#### [Problem details]
Reproduce each of the lines word for word.
— Start of Available records —
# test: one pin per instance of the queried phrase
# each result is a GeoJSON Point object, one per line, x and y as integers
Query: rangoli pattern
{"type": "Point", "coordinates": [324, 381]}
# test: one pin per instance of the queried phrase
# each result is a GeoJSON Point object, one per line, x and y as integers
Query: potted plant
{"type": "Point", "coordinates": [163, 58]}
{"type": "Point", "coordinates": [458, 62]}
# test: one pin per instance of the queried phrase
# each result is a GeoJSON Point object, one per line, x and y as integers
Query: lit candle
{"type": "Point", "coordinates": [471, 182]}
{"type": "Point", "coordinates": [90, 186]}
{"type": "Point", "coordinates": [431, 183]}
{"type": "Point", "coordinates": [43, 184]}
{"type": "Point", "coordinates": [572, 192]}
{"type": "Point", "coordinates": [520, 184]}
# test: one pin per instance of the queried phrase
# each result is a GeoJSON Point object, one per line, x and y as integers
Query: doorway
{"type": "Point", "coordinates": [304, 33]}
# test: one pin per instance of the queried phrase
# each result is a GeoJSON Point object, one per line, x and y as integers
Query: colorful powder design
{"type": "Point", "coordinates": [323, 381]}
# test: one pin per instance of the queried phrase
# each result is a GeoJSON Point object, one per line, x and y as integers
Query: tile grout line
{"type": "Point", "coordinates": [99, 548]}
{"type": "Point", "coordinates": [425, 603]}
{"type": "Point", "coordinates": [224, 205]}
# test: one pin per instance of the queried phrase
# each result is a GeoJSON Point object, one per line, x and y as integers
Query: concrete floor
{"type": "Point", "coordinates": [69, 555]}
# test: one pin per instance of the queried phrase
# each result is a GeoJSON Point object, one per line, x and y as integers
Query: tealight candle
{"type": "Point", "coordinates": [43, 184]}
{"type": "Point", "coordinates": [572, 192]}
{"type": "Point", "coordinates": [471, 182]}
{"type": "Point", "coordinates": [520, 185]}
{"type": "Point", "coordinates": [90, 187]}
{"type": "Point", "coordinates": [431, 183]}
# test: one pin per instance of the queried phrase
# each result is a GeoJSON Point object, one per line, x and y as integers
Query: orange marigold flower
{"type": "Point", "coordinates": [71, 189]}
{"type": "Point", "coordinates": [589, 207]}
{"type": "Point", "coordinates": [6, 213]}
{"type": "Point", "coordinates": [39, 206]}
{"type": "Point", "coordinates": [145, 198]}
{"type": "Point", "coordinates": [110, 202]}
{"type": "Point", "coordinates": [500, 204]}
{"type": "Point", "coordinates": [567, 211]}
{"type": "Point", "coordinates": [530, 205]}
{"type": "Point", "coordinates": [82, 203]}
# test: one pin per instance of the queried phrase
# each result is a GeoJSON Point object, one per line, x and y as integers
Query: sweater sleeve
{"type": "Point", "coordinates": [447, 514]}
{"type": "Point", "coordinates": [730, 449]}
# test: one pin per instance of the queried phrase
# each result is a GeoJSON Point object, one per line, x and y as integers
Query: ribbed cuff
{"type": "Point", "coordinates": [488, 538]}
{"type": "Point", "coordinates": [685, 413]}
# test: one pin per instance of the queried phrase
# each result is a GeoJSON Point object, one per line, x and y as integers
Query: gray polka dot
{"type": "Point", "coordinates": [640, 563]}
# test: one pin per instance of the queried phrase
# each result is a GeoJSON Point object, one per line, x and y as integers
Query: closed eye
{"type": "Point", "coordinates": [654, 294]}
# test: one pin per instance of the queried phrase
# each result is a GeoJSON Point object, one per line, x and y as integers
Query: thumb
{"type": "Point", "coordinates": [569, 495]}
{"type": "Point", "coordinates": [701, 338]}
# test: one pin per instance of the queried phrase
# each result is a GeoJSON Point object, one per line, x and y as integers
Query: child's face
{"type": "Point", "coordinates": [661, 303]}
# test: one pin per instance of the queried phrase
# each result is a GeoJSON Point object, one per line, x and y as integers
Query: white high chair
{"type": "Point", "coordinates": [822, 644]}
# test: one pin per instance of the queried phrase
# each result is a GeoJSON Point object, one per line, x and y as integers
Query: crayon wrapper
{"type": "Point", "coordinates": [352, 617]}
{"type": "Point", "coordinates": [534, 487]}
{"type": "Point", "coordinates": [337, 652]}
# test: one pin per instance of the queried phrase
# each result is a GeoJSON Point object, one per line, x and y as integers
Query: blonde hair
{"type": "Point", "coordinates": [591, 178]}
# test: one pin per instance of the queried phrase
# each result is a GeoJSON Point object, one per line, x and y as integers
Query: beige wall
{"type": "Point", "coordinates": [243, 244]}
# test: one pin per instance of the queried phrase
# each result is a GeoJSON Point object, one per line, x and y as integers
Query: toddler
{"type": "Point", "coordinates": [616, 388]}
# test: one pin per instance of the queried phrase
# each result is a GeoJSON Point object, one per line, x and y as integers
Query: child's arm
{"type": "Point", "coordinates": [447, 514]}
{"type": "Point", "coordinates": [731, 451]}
— End of Available records —
#### [Final result]
# test: one pin per instance of the queried phrase
# each result is a GeoJSON Point object, one per line, x and y as integers
Query: rangoli pattern
{"type": "Point", "coordinates": [324, 381]}
# test: one pin per instance of the queried phrase
# each result is a GeoJSON Point object, one per line, x and y as integers
Query: potted plant
{"type": "Point", "coordinates": [163, 58]}
{"type": "Point", "coordinates": [458, 62]}
# test: one pin per instance of the queried phrase
# each result is a GeoJSON Point object, one per line, x and y as integers
Query: lit candle
{"type": "Point", "coordinates": [471, 182]}
{"type": "Point", "coordinates": [90, 186]}
{"type": "Point", "coordinates": [431, 183]}
{"type": "Point", "coordinates": [43, 184]}
{"type": "Point", "coordinates": [572, 192]}
{"type": "Point", "coordinates": [520, 184]}
# test: one pin per instance of the queried phrase
# each result is a GeoJSON Point object, one per line, x and y as integers
Query: doorway
{"type": "Point", "coordinates": [304, 33]}
# test: one pin per instance of the queried phrase
# each result is a GeoJSON Point object, one per line, x and y as integers
Query: colorful powder design
{"type": "Point", "coordinates": [323, 381]}
# test: one pin per instance of the queried phrase
# each result is a GeoJSON Point object, one per line, x and y as integers
Query: tile grout line
{"type": "Point", "coordinates": [99, 548]}
{"type": "Point", "coordinates": [425, 603]}
{"type": "Point", "coordinates": [224, 205]}
# test: one pin per instance of the queried phrase
# each result is a GeoJSON Point object, one per line, x and y as integers
Query: concrete floor
{"type": "Point", "coordinates": [69, 555]}
# test: one pin per instance of the queried phrase
# each result is a GeoJSON Point object, one per line, x and y as integers
Query: tealight candle
{"type": "Point", "coordinates": [43, 184]}
{"type": "Point", "coordinates": [572, 192]}
{"type": "Point", "coordinates": [471, 182]}
{"type": "Point", "coordinates": [520, 185]}
{"type": "Point", "coordinates": [90, 187]}
{"type": "Point", "coordinates": [431, 183]}
# test: one pin per instance of the queried phrase
# each result is a GeoJSON Point object, one per line, x and y as integers
Query: orange marigold flower
{"type": "Point", "coordinates": [71, 189]}
{"type": "Point", "coordinates": [589, 207]}
{"type": "Point", "coordinates": [6, 213]}
{"type": "Point", "coordinates": [39, 206]}
{"type": "Point", "coordinates": [145, 198]}
{"type": "Point", "coordinates": [110, 202]}
{"type": "Point", "coordinates": [500, 204]}
{"type": "Point", "coordinates": [567, 211]}
{"type": "Point", "coordinates": [530, 205]}
{"type": "Point", "coordinates": [82, 203]}
# test: one pin per instance of the queried phrase
# each result is a GeoJSON Point object, one per line, x and y as integers
Query: sweater sleeve
{"type": "Point", "coordinates": [447, 514]}
{"type": "Point", "coordinates": [730, 449]}
# test: one pin per instance of the queried phrase
# each result is a GeoJSON Point object, one per line, x and y as integers
Query: ribbed cuff
{"type": "Point", "coordinates": [488, 538]}
{"type": "Point", "coordinates": [685, 413]}
# test: one pin per instance of the queried phrase
# each result is a GeoJSON Point object, one per line, x and y as integers
Query: gray polka dot
{"type": "Point", "coordinates": [640, 563]}
# test: one pin per instance of the queried phrase
# each result is a GeoJSON Point object, one per line, x and y as integers
Query: closed eye
{"type": "Point", "coordinates": [654, 294]}
# test: one pin per instance of the queried phrase
# each result is a GeoJSON Point object, one per line, x and y as integers
Query: thumb
{"type": "Point", "coordinates": [569, 495]}
{"type": "Point", "coordinates": [701, 338]}
# test: one pin per instance of the queried phrase
# each result is a GeoJSON Point object, one per line, x and y as integers
Query: child's face
{"type": "Point", "coordinates": [661, 303]}
# test: one pin per instance of the queried phrase
# each result is a GeoJSON Point object, one per line, x and y as integers
Query: white high chair
{"type": "Point", "coordinates": [822, 644]}
# test: one pin per instance of the queried phrase
# each result is a GeoJSON Point object, one per line, x and y as integers
Query: crayon wrapper
{"type": "Point", "coordinates": [352, 617]}
{"type": "Point", "coordinates": [534, 487]}
{"type": "Point", "coordinates": [337, 652]}
# test: one pin per instance of the queried phrase
# each result is a GeoJSON Point object, one per line, x and y as integers
Query: blonde hair
{"type": "Point", "coordinates": [591, 178]}
# test: one pin per instance of the queried phrase
# each result is a GeoJSON Point object, one per line, x and y as integers
Query: beige wall
{"type": "Point", "coordinates": [243, 244]}
# test: one pin per instance of the queried phrase
# each result is a GeoJSON Point object, one per line, x and y as integers
Query: toddler
{"type": "Point", "coordinates": [616, 388]}
# test: one pin per instance of the queried phrase
# each result is a GeoJSON Point object, one per line, x and y as integers
Query: child's arm
{"type": "Point", "coordinates": [447, 514]}
{"type": "Point", "coordinates": [731, 451]}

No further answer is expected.